--- EXERCISE DIRECTIONS ---
Please print every line of the entries below with no changes, and leave out the pictures.

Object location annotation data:
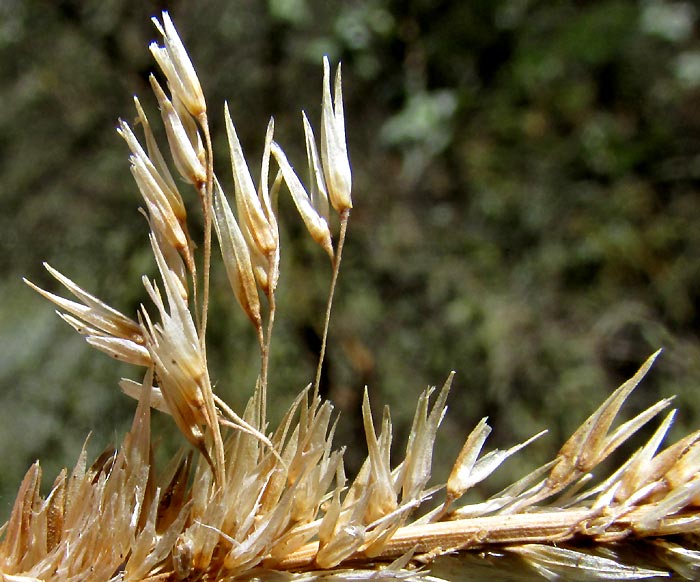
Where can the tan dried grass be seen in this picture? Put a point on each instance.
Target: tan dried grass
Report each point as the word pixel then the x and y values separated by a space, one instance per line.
pixel 277 504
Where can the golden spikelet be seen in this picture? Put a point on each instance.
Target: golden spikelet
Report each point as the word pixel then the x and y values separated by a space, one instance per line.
pixel 252 501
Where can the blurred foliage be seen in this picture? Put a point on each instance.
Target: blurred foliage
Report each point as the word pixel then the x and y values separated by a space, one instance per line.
pixel 526 207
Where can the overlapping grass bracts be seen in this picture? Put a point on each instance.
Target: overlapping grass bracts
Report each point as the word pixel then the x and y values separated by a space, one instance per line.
pixel 251 501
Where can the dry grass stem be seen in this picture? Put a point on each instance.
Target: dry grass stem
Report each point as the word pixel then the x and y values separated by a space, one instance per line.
pixel 253 501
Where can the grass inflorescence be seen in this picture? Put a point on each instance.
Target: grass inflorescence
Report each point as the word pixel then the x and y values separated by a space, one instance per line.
pixel 254 501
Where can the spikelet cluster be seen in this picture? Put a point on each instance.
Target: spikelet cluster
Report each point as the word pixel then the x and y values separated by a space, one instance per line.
pixel 248 501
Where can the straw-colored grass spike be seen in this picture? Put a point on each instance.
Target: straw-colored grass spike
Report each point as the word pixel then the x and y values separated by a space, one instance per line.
pixel 253 501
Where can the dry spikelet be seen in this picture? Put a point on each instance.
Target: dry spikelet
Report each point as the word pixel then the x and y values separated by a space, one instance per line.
pixel 334 150
pixel 314 221
pixel 277 505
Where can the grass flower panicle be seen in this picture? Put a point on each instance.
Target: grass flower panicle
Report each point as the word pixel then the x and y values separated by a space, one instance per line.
pixel 255 501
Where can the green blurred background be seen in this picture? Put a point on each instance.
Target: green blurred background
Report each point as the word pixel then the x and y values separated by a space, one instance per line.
pixel 526 196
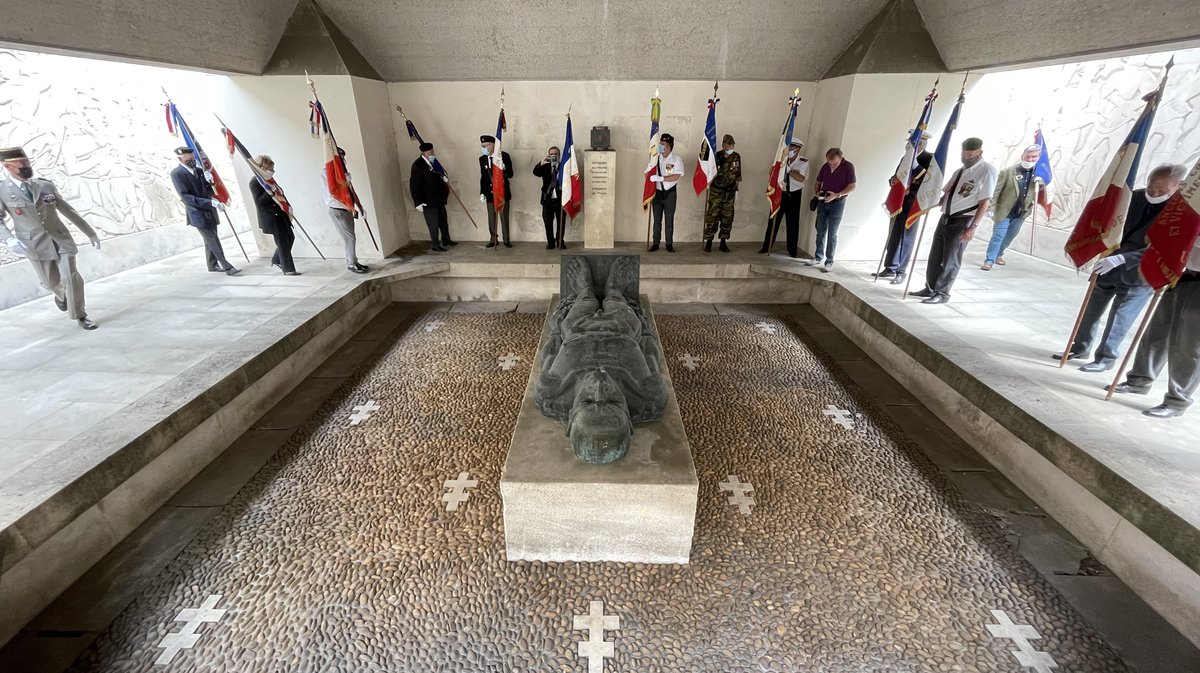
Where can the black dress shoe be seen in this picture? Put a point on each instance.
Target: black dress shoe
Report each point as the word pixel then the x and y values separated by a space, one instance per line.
pixel 1129 388
pixel 1164 412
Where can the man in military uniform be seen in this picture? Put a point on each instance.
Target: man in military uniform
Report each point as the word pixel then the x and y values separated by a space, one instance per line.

--- ANSWER FOR THIS EXERCISE ---
Where can the tan dried grass be seen in this picture? Put a point on each instance.
Target: tan dried grass
Report each point as the word pixel then the x and y values separated by a space, one instance per line.
pixel 277 504
Where can the golden spikelet be seen in this picture? Put a point on each instance.
Target: golden spikelet
Report each point as the word pixel then the x and y values separated by a space, one instance per line.
pixel 252 501
Where can the blurred foliage be seen in this picture? Put a point on each instance.
Target: blurred foliage
Report each point as the word pixel then the x and y values separated by a space, one instance per line.
pixel 526 207
Where can the overlapping grass bracts be seen in this picture? Put a point on each instance.
Target: overlapping grass bracts
Report each point as the word pixel then the x and y values separated by a space, one instance per line.
pixel 251 501
Where can the dry grass stem be seen in this picture? Put a point on each instance.
Target: dry grass stem
Report each point as the word pixel then the x and y values separated by a space, one instance per line.
pixel 253 501
Where can the grass inflorescence be seen in this picture? Put a point on each instance.
Target: grass inflorescence
Report each point as the word pixel then the x and y values separated by a space, one instance per line.
pixel 254 501
Where can the spikelet cluster be seen in this picture? Put a point on each instance.
Target: spikelet cluster
Report each point as the word pixel then the x and y values separated by a space, one instance per line.
pixel 248 501
Where can the straw-colored grass spike be seen in this picture? Put a point on each instance.
Target: straw-colored grass spike
Report each point as the word pixel then the x and y values separated by a space, one instance per line.
pixel 253 501
Where can the dry spikelet be seen in this picture? Put a point on each instance.
Target: dry spikelet
Report each point as the word pixel then the x and y values separated by a space, one instance per line.
pixel 334 150
pixel 314 221
pixel 277 505
Where can the grass flower panicle be seen in this picture? Put a point on each instance.
Target: grass flower panicle
Report each point as the word pixel then the x and y values separated by a space, one instance per line.
pixel 255 501
Where can the green blurred background be seen in this picture? Put a point on each instance.
Target: green blurred background
Report each point as the word pixel then the x and y values separated by a space, one instance per line.
pixel 526 196
Where can the black dress shoe be seen in this picture? Put a point on each instance.
Target: black dress shoe
Report each point as the word pixel then the x and y values separated by a space, one instance per line.
pixel 1129 388
pixel 1164 412
Where can the man in military uniform be seen in this picture? Put a point on each instance.
Target: man in military uniform
Report each point as the word pixel then the x and y values separated by a space, one instance per line.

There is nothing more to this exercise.